(Collection entries)
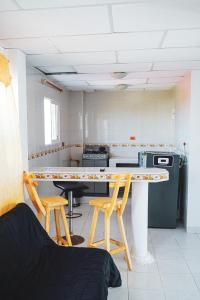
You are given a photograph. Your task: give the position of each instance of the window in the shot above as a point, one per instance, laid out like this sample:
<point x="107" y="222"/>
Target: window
<point x="51" y="122"/>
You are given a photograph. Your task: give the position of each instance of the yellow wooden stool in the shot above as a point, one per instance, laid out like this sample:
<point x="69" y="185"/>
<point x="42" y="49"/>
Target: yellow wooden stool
<point x="44" y="206"/>
<point x="107" y="206"/>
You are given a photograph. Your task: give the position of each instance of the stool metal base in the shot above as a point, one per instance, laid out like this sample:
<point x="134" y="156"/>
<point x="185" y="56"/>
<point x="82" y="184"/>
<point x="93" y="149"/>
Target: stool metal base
<point x="76" y="239"/>
<point x="73" y="215"/>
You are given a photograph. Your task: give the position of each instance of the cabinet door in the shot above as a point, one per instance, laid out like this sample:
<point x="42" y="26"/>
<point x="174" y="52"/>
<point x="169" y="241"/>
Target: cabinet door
<point x="90" y="185"/>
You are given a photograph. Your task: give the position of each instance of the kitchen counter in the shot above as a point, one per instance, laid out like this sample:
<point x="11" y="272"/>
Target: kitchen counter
<point x="94" y="174"/>
<point x="139" y="199"/>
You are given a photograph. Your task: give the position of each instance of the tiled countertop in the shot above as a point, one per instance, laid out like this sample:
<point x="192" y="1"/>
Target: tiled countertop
<point x="94" y="174"/>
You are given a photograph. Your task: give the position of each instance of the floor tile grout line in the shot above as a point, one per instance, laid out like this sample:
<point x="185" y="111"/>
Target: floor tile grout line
<point x="162" y="284"/>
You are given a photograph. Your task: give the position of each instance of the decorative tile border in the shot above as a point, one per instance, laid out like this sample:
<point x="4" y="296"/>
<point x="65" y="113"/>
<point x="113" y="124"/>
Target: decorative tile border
<point x="97" y="177"/>
<point x="48" y="151"/>
<point x="110" y="145"/>
<point x="130" y="145"/>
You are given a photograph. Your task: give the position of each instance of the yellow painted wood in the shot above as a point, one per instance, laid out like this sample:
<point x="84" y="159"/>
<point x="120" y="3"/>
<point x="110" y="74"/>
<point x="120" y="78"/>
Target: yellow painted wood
<point x="47" y="220"/>
<point x="93" y="226"/>
<point x="66" y="227"/>
<point x="44" y="205"/>
<point x="11" y="174"/>
<point x="57" y="222"/>
<point x="123" y="235"/>
<point x="108" y="205"/>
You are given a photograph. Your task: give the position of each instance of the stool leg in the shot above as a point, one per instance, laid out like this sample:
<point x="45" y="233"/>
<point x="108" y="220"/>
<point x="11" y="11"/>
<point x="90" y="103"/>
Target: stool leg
<point x="107" y="232"/>
<point x="66" y="228"/>
<point x="70" y="211"/>
<point x="123" y="234"/>
<point x="93" y="226"/>
<point x="47" y="220"/>
<point x="39" y="216"/>
<point x="57" y="223"/>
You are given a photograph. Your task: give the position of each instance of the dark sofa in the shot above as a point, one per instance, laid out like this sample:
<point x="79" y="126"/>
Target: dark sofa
<point x="33" y="267"/>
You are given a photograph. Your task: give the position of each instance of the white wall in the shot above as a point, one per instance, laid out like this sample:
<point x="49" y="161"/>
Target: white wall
<point x="193" y="207"/>
<point x="112" y="117"/>
<point x="182" y="123"/>
<point x="182" y="131"/>
<point x="76" y="126"/>
<point x="18" y="71"/>
<point x="36" y="142"/>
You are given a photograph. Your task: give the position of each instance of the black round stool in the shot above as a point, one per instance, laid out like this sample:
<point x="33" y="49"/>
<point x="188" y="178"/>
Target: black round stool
<point x="72" y="190"/>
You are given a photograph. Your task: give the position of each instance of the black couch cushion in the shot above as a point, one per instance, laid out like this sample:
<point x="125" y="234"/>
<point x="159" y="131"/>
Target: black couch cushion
<point x="33" y="267"/>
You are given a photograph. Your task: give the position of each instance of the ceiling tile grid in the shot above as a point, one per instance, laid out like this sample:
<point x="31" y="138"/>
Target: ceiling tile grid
<point x="155" y="42"/>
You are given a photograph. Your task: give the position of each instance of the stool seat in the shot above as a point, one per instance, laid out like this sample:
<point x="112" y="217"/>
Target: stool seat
<point x="104" y="203"/>
<point x="53" y="201"/>
<point x="75" y="187"/>
<point x="106" y="206"/>
<point x="72" y="190"/>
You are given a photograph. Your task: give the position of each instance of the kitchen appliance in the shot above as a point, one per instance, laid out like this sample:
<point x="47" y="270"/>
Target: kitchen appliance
<point x="96" y="156"/>
<point x="163" y="196"/>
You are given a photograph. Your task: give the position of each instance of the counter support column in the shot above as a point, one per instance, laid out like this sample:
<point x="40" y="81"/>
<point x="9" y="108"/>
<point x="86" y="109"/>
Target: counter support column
<point x="139" y="214"/>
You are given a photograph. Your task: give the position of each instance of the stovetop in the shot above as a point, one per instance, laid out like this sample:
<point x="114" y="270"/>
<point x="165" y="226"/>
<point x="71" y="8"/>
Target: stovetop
<point x="95" y="155"/>
<point x="96" y="152"/>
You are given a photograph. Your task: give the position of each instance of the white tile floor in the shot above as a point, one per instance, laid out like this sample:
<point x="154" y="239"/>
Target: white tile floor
<point x="175" y="274"/>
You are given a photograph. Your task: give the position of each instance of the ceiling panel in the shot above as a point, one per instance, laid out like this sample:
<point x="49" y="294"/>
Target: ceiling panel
<point x="114" y="68"/>
<point x="181" y="65"/>
<point x="173" y="54"/>
<point x="30" y="4"/>
<point x="156" y="15"/>
<point x="155" y="74"/>
<point x="52" y="22"/>
<point x="164" y="80"/>
<point x="72" y="59"/>
<point x="106" y="42"/>
<point x="74" y="83"/>
<point x="157" y="85"/>
<point x="53" y="69"/>
<point x="66" y="77"/>
<point x="8" y="5"/>
<point x="116" y="82"/>
<point x="30" y="46"/>
<point x="182" y="38"/>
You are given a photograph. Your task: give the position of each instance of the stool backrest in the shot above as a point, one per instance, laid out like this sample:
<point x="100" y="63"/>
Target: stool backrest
<point x="31" y="189"/>
<point x="120" y="180"/>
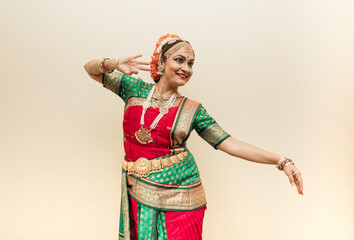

Brief — Print every entry exactly as written, without the pictures.

Answer to this exercise —
You are given a photograph. Your task: give the position of each instance of the window in the shot above as a point, one per instance, laid out like this sample:
<point x="107" y="222"/>
Target: window
<point x="51" y="122"/>
You are given a photograph. Your task: give the position of each instance of the yellow wooden stool in the shot above as a point, one per instance, laid out like this sample:
<point x="69" y="185"/>
<point x="42" y="49"/>
Target: yellow wooden stool
<point x="44" y="206"/>
<point x="107" y="206"/>
You are given a photograph. Your task: give the position of each instance of the stool metal base in the shot above as a point, one per instance, laid out like this sample:
<point x="134" y="156"/>
<point x="185" y="56"/>
<point x="82" y="184"/>
<point x="93" y="149"/>
Target: stool metal base
<point x="76" y="239"/>
<point x="73" y="215"/>
You are given a photograph. Your task: give the position of each instance of the cabinet door in the shot above as a point, one per instance, laid out like this sample:
<point x="42" y="26"/>
<point x="174" y="52"/>
<point x="169" y="241"/>
Target: cabinet door
<point x="90" y="185"/>
You are given a photograph. Your task: give the position of each instance of the kitchen counter in the shot above as a point, one per instance, laid out like this sample:
<point x="11" y="272"/>
Target: kitchen counter
<point x="94" y="174"/>
<point x="139" y="199"/>
You are given a photograph. Your task: give the position of each instance of the tiled countertop in the shot above as a point, one per instance, laid out like this sample:
<point x="192" y="1"/>
Target: tiled countertop
<point x="94" y="174"/>
You are given a photograph. Your task: give the position of each instance of the floor tile grout line in the shot above as a point, one per instance, laid out like this sample:
<point x="185" y="111"/>
Target: floor tile grout line
<point x="162" y="284"/>
You are given a photograph. Your task: give the position of each instance of the decorative tile border in the shot above as a point, one per instance, laid out like this sample:
<point x="4" y="296"/>
<point x="65" y="113"/>
<point x="113" y="124"/>
Target: decorative tile border
<point x="97" y="177"/>
<point x="48" y="151"/>
<point x="110" y="145"/>
<point x="130" y="145"/>
You are given a photograph. Your task: give the position of each instance of the yellow painted wood in the shot above as a point, one per instance, laid out like this sample:
<point x="84" y="159"/>
<point x="120" y="3"/>
<point x="110" y="74"/>
<point x="120" y="78"/>
Target: yellow painted wood
<point x="47" y="220"/>
<point x="93" y="226"/>
<point x="66" y="227"/>
<point x="44" y="205"/>
<point x="11" y="174"/>
<point x="57" y="222"/>
<point x="123" y="235"/>
<point x="108" y="205"/>
You are given a photograph. Your task: give the position of each instance of the stool leg in the shot above as a point, one per instance, laid out like this sample:
<point x="45" y="233"/>
<point x="108" y="220"/>
<point x="11" y="11"/>
<point x="90" y="103"/>
Target: stool leg
<point x="107" y="232"/>
<point x="66" y="228"/>
<point x="70" y="211"/>
<point x="123" y="234"/>
<point x="93" y="226"/>
<point x="47" y="220"/>
<point x="39" y="216"/>
<point x="57" y="223"/>
You are given a photograph. Your task: give the position of each instance of the dark sofa in the shot above as a point, one per instance, laid out like this sample:
<point x="79" y="126"/>
Target: dark sofa
<point x="33" y="267"/>
You are given a photograph. Your task: give the position of each instance of the white wall in the shot above as a point, one per instance, laid out like this sample:
<point x="49" y="161"/>
Target: white wall
<point x="193" y="207"/>
<point x="112" y="117"/>
<point x="182" y="123"/>
<point x="182" y="131"/>
<point x="76" y="126"/>
<point x="18" y="71"/>
<point x="36" y="142"/>
You are given a photograph. Your task: give the position of each instance of the black round stool in the shot above as a point, one per instance, laid out like this sample:
<point x="33" y="49"/>
<point x="188" y="178"/>
Target: black round stool
<point x="72" y="190"/>
You are given a photograph. Your task: give the position of each instance of the black couch cushion in the shot above as a point, one per instance, laid out like this sample:
<point x="125" y="234"/>
<point x="159" y="131"/>
Target: black couch cushion
<point x="33" y="267"/>
You are given a photograph. Your task: give the position of each instance of the ceiling tile grid in the shot above as a point, one per instance, laid out like this sample:
<point x="31" y="138"/>
Target: ceiling tile grid
<point x="155" y="42"/>
You are given a photograph. Your task: give the position of each instance of the stool seat in the shot above as a point, one per instance, laid out like this sample:
<point x="112" y="217"/>
Target: stool seat
<point x="104" y="203"/>
<point x="53" y="201"/>
<point x="75" y="187"/>
<point x="106" y="206"/>
<point x="72" y="190"/>
You are given a photograph. Your task: give the position of each instance of the kitchen appliance in the shot above as a point, one per instance, laid out like this sample:
<point x="47" y="270"/>
Target: kitchen appliance
<point x="96" y="156"/>
<point x="163" y="196"/>
You are given a photograph. Your task: give the position of each instance of the counter support column in the shot above as a point, one per instance, laid out like this sample:
<point x="40" y="81"/>
<point x="9" y="108"/>
<point x="86" y="109"/>
Target: counter support column
<point x="139" y="214"/>
You are given a photograph. Your task: give the position of each instance of the stovetop in the shot above as a point, one per instance, laid out like this sample:
<point x="114" y="270"/>
<point x="165" y="226"/>
<point x="71" y="8"/>
Target: stovetop
<point x="95" y="155"/>
<point x="96" y="152"/>
You are given a photograph. Your task: give the position of each instance of the white tile floor in the shot above as a point, one per instance, laid out like this sample:
<point x="154" y="239"/>
Target: white tile floor
<point x="175" y="274"/>
You are given a photograph. Your task: give the position of each instance of the ceiling panel in the shot above as a point, one per instance, laid out like this sample:
<point x="49" y="294"/>
Target: ceiling panel
<point x="114" y="68"/>
<point x="181" y="65"/>
<point x="173" y="54"/>
<point x="30" y="4"/>
<point x="156" y="15"/>
<point x="155" y="74"/>
<point x="52" y="22"/>
<point x="164" y="80"/>
<point x="72" y="59"/>
<point x="106" y="42"/>
<point x="74" y="83"/>
<point x="157" y="85"/>
<point x="53" y="69"/>
<point x="66" y="77"/>
<point x="8" y="5"/>
<point x="116" y="82"/>
<point x="30" y="46"/>
<point x="182" y="38"/>
You are given a photograph. Your task: give the position of each instance of the stool backrest in the shot above as a point, one per instance, laid out like this sample:
<point x="100" y="63"/>
Target: stool backrest
<point x="31" y="189"/>
<point x="120" y="180"/>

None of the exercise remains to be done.